- Passage to read -
....................
African rankings
All this has important conclusions for African economies, which have long sought to diversify their economies, partly to make them less susceptible to the cycles of commodity prices, but also to make them richer. The lesson that the Atlas is trying to teach here is that diversification is not enough: to get consistently richer, economies also need to develop industries that are more complex, that can make things that fewer other countries can make, and because of this, command higher prices and create bigger profits.
If that argument is correct, the biggest question for policy makers is ‘How do we get from here to there?’. Unsurprisingly, it turns out that moving from a simple economy to a complex one is not easy. The worst-case scenario is an economy where there is high dependence on one very simple industry that has very few connections with other industries. Nigeria is a case in point. Sudan is another. Both have significant oil revenues; neither has anything else in the economy that can match oil in terms of attracting investment and developing complexity. The oil revenues themselves provide a disincentive for diversifying up the complexity scale.
For Africa, the bad news is that an alarming number of countries are at the bottom of the complexity scale. The Atlas does not include all countries – it is limited to countries for which there are adequate trade data, where there is a population above 1.2m, where exports are at least $1bn a year between 2006 and 2010, and where data is reasonably reliable.
....................
Stored data entries

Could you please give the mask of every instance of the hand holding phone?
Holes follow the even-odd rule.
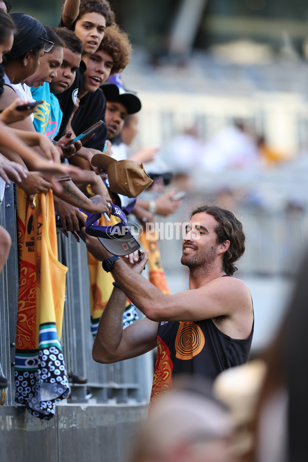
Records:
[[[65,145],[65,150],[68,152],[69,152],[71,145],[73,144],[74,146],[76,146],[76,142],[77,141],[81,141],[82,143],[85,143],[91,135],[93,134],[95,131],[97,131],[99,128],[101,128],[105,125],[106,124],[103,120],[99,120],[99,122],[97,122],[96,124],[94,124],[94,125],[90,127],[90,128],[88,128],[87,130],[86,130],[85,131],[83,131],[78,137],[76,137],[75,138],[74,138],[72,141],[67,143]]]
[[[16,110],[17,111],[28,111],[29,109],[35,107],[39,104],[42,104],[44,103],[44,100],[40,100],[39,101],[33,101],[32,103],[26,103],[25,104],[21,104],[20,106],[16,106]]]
....................
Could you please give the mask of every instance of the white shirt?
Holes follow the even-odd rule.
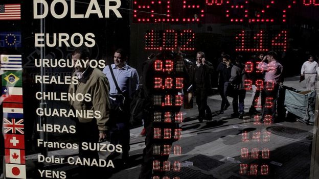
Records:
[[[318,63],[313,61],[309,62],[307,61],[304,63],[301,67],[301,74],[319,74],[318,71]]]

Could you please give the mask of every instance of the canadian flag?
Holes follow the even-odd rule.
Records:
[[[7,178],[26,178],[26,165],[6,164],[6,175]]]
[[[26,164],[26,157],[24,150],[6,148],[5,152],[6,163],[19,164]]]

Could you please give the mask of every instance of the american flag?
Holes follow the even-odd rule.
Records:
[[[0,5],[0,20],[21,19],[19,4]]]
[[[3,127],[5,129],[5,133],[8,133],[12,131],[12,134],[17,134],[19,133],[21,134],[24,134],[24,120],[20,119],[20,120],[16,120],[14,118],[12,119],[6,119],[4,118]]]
....................
- Tasks to complete -
1) Answer these questions using the text on African rankings.
(a) Which two countries are named as examples of the worst-case scenario?
(b) What population must a country have to be included in the Atlas?
(c) What do oil revenues themselves provide?
2) Repeat the text on African rankings between "For Africa, the" and "is reasonably reliable.", inclusive.

- Expected results -
1)
(a) Nigeria and Sudan.
(b) A population above 1.2m.
(c) A disincentive for diversifying up the complexity scale.

2)
For Africa, the bad news is that an alarming number of countries are at the bottom of the complexity scale. The Atlas does not include all countries – it is limited to countries for which there are adequate trade data, where there is a population above 1.2m, where exports are at least $1bn a year between 2006 and 2010, and where data is reasonably reliable.